Two years later, as I listened to the words of Dr. Borys Zabarko, my hand discreetly stroke my cheek down the same path the tears had taken over two years ago reminding me of the promise I had made to you. The auditorium was filled with 250 members of the German Federal Police. As Dr. Zabarko spoke about his experiences during the Holocaust, you could’ve heard a needle, if it would’ve dropped.

Dr. Zabarko had escaped the ghetto of Sharhorod as a child. After the Second World War he studied at the Chernivtsi University, and commenced his PhD at the Institute for History at the National Academy of Sciences of Ukraine in Kiev, where he received a PhD in 1971. He dedicated his whole career to combating Antisemitism and researching on the disaster of the Holocaust. The number of books he has written is impressive and he is at the forefront of research of the Holocaust in the Ukraine, gifting generations with his knowledge and commitment to combat this terrible heresy, which has cost millions of people their lives and has brought suffering over generations.

It was a twist of historical irony that he as a Ukrainian Jew was standing in front of a German audience, speaking about the horrible things which had happened through Nazi-Germany and its executive authorities. Now he had to flee his own country finding refuge where the perpetrators and terrible deadly heresy of Antisemitism had once installed a brutal system of death and catastrophe.

As he talked about the deadly role the police during the Nazi dictatorship had played, I held my breath and tried to swallow away the tears – the same hot tears of grief I had felt back then when I broke the news to you. Dr. Zabarko spoke about the massacre of Babyn Yar as the site of the largest massacre carried out by Nazi Germany’s forces during its campaign against the Soviet Union in World War II. It took place 29–30 September 1941, killing some 33,771 Jews in an industrial manner. He spoke about how the massacre was commenced with a mass ditch, in which line by line the victims fell through the hand of Sonderkommando 4a of Einsatzgruppe C, consisting of SD (Sicherheitsdienst) and SiPo (Sicherheitspolizei) men, the third company of the Special Duties Waffen-SS battalion, and a platoon of the No. 9 police battalion. As you can guess, a large number of these men had been police officers. While I glanced over the large number of listening police members and looked at the dark blue of my own police uniform, it felt as though not only the skin of my cheeks was set on fire. An important fire I hope others in the audience felt as well.

_Source data_
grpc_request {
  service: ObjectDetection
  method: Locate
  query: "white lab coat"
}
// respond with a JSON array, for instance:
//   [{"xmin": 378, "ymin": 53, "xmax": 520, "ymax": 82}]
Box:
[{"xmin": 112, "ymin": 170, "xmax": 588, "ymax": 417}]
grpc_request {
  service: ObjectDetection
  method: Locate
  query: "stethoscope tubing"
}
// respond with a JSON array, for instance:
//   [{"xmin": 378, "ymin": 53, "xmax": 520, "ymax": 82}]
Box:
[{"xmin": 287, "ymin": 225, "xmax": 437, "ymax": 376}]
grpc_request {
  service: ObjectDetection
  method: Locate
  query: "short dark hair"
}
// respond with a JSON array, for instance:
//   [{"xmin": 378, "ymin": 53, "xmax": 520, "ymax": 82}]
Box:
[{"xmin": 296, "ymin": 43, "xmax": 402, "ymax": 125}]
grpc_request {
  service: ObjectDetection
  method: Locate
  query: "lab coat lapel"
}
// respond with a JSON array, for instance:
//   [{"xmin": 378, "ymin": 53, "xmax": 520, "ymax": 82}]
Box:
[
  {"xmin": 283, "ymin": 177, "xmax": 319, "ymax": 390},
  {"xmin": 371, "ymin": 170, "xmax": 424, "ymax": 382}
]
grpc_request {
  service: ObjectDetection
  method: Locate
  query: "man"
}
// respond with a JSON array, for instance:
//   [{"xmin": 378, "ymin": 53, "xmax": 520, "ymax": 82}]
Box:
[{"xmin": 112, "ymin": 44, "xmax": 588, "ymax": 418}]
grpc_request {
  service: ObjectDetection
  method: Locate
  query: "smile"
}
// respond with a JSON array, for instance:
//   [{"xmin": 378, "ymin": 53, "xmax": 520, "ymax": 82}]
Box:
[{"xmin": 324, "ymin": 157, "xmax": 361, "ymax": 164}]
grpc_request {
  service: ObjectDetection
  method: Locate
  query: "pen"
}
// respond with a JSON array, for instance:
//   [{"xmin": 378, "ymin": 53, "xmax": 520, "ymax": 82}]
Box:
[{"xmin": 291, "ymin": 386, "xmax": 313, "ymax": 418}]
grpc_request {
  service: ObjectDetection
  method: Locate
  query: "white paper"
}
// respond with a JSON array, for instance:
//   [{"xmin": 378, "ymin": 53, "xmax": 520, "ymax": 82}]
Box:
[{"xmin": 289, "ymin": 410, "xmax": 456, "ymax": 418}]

_Task set_
a - Put every line of the records into a numbered list, skipping any blank lines.
b - Write the next part of the piece about Dr. Zabarko's talk to the police, starting after its last sentence.
The text and the records have nothing to do with each other.

_Expected results_
a -
1. grpc_request {
2.   service: ObjectDetection
3.   method: Locate
4.   query: "white lab coat"
5. }
6. // respond with a JSON array, for instance:
7. //   [{"xmin": 378, "ymin": 53, "xmax": 520, "ymax": 82}]
8. Box:
9. [{"xmin": 112, "ymin": 170, "xmax": 588, "ymax": 417}]
10. grpc_request {
11.   service: ObjectDetection
12.   method: Locate
13.   query: "stethoscope tubing"
14. }
15. // respond with a JSON array, for instance:
16. //   [{"xmin": 378, "ymin": 53, "xmax": 520, "ymax": 82}]
17. Box:
18. [{"xmin": 287, "ymin": 225, "xmax": 437, "ymax": 376}]
19. grpc_request {
20.   service: ObjectDetection
21.   method: Locate
22.   query: "short dark hair"
23. }
24. // respond with a JSON array, for instance:
25. //   [{"xmin": 378, "ymin": 53, "xmax": 520, "ymax": 82}]
26. Box:
27. [{"xmin": 296, "ymin": 43, "xmax": 402, "ymax": 125}]
28. grpc_request {
29.   service: ObjectDetection
30.   method: Locate
31.   query: "lab coat lapel"
32. }
33. // respond with a JSON array, for instance:
34. //   [{"xmin": 378, "ymin": 53, "xmax": 520, "ymax": 82}]
35. Box:
36. [
37.   {"xmin": 283, "ymin": 177, "xmax": 319, "ymax": 390},
38.   {"xmin": 371, "ymin": 170, "xmax": 424, "ymax": 382}
39. ]
40. grpc_request {
41.   service: ObjectDetection
42.   method: Locate
43.   query: "man"
44. }
45. // respond with a JSON array, for instance:
46. //   [{"xmin": 378, "ymin": 53, "xmax": 520, "ymax": 82}]
47. Box:
48. [{"xmin": 112, "ymin": 44, "xmax": 588, "ymax": 418}]
49. grpc_request {
50.   service: ObjectDetection
51.   method: Locate
52.   query: "smile"
53. }
54. // respond with a JSON array, for instance:
55. //   [{"xmin": 378, "ymin": 53, "xmax": 520, "ymax": 82}]
56. Box:
57. [{"xmin": 324, "ymin": 157, "xmax": 361, "ymax": 164}]
58. grpc_request {
59.   service: ObjectDetection
60.   method: Locate
61.   query: "pen"
62. }
63. // respond with a JSON array, for instance:
64. //   [{"xmin": 378, "ymin": 53, "xmax": 520, "ymax": 82}]
65. Box:
66. [{"xmin": 291, "ymin": 386, "xmax": 313, "ymax": 418}]
67. grpc_request {
68.   service: ObjectDetection
69.   method: Locate
70.   query: "white paper"
71. }
72. // respond with a JSON array, for instance:
73. //   [{"xmin": 378, "ymin": 53, "xmax": 520, "ymax": 82}]
74. Box:
75. [{"xmin": 289, "ymin": 410, "xmax": 456, "ymax": 418}]

b -
I am utmost blessed that the Leading Police Director understands my vision and calling. We share the same goal as we try to strengthen our democracy, standing up for human rights and combating Antisemitism, racism and any kind of exclusion through education and leading by example. There are so many obstacles in our way as we try to infuse these goals into the educational system of executive authority. Sometimes I am at the brink of giving up and the sacrifice of being ripped away from the comfort of our friendship seems to high of a cost as loneliness sometimes clouds my soul – but the shared goal of education within the German Federal Police and the promise I once made to you keep me going.

And I must admit: this remarkable day with Dr. Zabarko was in my eyes a living expression of the vision we are pursuing. It even found its outward expression as he signed the Golden Book of the City of Bamberg while Holocaust survivors, civil servants, politicians, and police officers were present.

I wish, you could’ve been here and experienced it first hand. I am delivering my promise to you bit by bit – with every new cadet being committed to combat Antisemitism, racism and other forms of hate. May it be a consolation across the miles as we are far apart, but united in heart and mind.